▶ _Votre tâche_
Pour chacun des énoncés ci-dessous, répondez par oui ou non selon qu'il concorde ou non avec le texte sur Bombay, et citez mot pour mot les termes du texte qui tranchent. 1. Abhignya Patra exerçait comme anesthésiste. 2. Bombay disposait de 425 ambulances. 3. Bombay a mieux résisté que Delhi à la deuxième vague.

======== Texte fourni ========

(Bombay) Peu de villes en Inde semblaient aussi vulnérables à la pandémie de COVID-19 que Bombay, pourtant la plus peuplée d’Asie du Sud. Mais elle a su, mieux que Delhi, résister à l’effroyable deuxième vague et reste sur le pied de guerre en attendant la suivante.

En mai 2020, Abhignya Patra, anesthésiste de 27 ans, était mobilisée 18 heures par jour au grand hôpital Lokmanya Tilak dans la capitale du Maharashtra (ouest). « C’était du non-stop », dit-elle.  

Les familles de malades ont abondamment décrit le cauchemar vécu dans des établissements saturés au personnel dépassé, leurs proches à l’agonie soignés aux côtés de cadavres gisant sous des bâches noires.

Les lignes d’assistance téléphonique étaient occupées 24 heures sur 24 par des milliers d’appels à l’aide de citoyens désespérés, en quête d’une place d’hôpital, d’une ambulance, d’oxygène. Bombay n’était dotée que de 80 ambulances et 425 unités de soins intensifs pour répondre aux besoins de ses 20 millions d’habitants.

======== Informations extraites ========

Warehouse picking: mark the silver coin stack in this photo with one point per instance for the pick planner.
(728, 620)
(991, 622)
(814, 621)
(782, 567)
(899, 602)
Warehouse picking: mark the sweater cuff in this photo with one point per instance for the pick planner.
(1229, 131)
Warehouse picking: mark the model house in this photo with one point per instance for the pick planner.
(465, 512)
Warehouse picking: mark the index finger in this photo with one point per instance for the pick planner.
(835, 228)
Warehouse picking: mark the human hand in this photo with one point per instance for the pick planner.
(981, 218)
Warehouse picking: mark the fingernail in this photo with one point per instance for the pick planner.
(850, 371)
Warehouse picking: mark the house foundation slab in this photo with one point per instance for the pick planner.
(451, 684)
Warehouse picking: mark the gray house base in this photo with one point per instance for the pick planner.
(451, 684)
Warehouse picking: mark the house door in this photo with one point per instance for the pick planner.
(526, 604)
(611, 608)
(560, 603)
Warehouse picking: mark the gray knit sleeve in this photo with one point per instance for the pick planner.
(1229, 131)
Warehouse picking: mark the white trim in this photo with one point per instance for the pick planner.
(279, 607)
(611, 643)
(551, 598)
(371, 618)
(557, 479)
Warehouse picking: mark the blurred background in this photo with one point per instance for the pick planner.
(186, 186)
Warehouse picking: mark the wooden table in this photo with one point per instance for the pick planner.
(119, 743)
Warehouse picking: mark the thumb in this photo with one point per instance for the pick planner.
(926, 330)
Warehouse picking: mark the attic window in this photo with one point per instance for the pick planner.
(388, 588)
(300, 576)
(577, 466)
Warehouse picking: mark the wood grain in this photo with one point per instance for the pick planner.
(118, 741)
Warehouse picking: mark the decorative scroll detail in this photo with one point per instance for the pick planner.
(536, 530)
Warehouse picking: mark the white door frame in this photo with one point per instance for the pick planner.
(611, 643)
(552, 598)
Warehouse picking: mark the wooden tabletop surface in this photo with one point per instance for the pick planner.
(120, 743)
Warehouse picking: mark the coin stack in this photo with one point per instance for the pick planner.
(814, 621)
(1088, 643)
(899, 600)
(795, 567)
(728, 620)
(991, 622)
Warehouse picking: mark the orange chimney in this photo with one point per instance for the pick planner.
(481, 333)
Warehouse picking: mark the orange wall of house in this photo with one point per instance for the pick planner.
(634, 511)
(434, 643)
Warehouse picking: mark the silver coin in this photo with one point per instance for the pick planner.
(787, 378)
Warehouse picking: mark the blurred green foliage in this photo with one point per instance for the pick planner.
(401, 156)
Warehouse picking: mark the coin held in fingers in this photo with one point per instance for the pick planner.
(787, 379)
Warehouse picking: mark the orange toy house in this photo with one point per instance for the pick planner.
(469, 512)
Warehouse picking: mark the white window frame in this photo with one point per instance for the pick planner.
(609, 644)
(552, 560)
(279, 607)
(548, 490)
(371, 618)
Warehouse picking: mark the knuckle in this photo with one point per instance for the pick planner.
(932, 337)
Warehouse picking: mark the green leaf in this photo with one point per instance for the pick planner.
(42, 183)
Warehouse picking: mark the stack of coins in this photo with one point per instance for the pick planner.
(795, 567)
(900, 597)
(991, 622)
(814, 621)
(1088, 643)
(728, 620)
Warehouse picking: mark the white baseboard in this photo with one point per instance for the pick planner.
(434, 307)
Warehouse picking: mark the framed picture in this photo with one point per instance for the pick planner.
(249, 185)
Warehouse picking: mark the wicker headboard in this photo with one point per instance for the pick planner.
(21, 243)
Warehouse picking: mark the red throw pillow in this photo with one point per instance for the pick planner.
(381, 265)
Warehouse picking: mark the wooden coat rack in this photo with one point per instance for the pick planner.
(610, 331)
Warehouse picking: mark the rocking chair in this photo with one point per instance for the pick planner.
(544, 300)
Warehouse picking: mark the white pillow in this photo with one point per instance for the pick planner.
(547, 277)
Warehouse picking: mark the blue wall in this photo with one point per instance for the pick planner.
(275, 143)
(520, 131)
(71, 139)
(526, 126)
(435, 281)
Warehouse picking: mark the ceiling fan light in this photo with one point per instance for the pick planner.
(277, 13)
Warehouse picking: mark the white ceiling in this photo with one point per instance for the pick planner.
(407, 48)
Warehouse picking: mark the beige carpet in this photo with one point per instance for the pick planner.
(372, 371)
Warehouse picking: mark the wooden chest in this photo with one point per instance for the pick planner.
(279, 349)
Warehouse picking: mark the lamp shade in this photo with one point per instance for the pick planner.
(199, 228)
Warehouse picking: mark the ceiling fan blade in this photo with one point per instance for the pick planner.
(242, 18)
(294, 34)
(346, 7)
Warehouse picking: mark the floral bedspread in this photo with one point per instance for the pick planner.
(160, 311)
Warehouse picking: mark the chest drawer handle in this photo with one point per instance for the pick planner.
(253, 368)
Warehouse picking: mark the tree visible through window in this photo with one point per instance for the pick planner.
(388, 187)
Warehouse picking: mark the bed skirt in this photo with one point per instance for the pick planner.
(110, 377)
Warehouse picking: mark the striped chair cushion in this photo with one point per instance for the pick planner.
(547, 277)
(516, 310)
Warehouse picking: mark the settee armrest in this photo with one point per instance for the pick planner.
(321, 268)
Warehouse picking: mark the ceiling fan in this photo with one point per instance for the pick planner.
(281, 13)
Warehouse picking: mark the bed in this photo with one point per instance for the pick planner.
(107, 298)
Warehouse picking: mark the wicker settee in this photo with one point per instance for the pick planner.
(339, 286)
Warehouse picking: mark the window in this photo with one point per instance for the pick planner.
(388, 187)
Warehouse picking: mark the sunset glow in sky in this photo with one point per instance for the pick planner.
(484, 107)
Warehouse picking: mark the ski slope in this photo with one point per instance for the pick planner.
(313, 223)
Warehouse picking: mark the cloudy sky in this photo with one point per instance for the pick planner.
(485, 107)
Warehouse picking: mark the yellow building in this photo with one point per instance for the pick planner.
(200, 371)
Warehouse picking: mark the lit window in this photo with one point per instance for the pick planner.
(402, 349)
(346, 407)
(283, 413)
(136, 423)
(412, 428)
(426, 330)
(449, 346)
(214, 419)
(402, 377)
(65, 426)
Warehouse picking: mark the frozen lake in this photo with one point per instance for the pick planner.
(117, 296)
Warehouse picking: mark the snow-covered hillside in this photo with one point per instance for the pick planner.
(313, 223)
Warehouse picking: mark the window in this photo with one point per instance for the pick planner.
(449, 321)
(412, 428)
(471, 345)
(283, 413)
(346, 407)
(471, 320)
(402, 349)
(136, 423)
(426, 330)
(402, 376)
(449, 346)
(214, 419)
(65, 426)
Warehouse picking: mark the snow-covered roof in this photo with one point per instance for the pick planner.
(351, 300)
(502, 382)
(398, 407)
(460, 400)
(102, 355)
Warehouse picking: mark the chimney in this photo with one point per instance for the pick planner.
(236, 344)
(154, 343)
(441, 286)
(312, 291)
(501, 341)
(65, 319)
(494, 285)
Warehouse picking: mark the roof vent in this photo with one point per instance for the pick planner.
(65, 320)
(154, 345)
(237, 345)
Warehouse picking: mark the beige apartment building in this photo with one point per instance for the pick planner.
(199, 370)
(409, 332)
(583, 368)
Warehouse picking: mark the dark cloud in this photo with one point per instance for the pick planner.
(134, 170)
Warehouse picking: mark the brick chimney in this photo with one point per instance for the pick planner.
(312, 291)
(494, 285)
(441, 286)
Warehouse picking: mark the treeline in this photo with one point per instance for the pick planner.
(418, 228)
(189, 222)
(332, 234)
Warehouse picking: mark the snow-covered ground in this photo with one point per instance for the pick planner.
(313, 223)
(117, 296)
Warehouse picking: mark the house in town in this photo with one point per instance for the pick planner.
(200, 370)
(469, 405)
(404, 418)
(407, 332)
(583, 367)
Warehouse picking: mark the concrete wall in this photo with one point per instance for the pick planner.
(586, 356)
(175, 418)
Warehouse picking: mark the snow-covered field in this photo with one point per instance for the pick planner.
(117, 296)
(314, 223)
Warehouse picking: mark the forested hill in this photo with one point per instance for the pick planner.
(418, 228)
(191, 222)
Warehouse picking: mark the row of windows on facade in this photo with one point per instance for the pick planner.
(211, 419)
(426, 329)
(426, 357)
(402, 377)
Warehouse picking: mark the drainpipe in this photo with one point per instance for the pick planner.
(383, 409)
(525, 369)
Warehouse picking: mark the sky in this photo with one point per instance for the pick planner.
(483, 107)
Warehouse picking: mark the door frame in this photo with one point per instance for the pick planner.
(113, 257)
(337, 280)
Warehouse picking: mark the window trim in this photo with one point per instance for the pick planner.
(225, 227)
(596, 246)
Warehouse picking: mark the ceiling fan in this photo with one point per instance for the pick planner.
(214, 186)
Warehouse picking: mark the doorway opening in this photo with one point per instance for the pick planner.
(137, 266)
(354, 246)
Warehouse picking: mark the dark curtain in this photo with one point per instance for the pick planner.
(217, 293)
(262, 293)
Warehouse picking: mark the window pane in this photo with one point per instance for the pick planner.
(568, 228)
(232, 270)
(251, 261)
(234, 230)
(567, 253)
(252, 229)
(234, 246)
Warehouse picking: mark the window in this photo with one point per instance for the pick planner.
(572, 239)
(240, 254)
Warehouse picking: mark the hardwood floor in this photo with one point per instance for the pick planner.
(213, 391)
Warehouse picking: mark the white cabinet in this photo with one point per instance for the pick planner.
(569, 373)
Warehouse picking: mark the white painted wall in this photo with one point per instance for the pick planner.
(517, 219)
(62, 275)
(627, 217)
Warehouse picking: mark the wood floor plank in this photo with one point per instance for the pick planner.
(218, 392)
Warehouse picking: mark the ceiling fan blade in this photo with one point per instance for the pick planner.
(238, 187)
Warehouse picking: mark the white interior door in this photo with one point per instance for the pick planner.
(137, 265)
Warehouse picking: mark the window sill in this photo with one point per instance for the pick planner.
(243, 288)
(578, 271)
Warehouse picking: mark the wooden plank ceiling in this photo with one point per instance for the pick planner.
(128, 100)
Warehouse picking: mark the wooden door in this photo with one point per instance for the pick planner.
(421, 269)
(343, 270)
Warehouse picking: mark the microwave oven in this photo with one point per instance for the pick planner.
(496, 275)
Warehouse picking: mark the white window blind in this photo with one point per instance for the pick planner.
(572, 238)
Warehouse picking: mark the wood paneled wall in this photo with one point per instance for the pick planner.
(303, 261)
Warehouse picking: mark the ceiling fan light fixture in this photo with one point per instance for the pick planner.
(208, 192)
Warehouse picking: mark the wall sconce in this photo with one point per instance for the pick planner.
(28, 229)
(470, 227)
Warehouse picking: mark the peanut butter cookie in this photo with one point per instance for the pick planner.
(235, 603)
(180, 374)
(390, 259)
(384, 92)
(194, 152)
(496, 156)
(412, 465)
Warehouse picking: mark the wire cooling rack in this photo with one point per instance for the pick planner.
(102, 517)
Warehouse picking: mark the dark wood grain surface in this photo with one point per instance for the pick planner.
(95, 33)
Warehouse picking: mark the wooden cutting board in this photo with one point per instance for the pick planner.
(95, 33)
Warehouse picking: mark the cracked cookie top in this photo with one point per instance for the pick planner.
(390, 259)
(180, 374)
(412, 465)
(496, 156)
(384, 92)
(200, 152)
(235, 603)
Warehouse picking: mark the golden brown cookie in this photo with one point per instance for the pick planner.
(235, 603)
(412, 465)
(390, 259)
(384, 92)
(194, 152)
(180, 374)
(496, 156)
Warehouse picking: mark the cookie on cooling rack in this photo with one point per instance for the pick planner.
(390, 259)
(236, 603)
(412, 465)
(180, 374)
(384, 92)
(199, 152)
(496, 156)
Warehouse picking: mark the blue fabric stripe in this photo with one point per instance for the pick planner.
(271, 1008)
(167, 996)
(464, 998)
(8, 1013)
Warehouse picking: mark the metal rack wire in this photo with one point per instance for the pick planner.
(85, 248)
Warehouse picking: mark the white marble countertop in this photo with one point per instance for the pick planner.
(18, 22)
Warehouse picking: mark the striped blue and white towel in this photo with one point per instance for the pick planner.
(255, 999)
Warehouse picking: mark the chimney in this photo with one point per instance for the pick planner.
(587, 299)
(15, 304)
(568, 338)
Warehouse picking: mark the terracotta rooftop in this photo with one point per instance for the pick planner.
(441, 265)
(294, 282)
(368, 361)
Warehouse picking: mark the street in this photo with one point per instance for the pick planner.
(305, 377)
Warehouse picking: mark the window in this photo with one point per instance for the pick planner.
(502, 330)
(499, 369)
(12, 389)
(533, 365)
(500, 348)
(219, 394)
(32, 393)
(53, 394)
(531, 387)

========

▶ _Résultat attendu_
1. Oui : « Abhignya Patra, anesthésiste de 27 ans »
2. Non : « Bombay n’était dotée que de 80 ambulances et 425 unités de soins intensifs »
3. Oui : « elle a su, mieux que Delhi, résister à l’effroyable deuxième vague »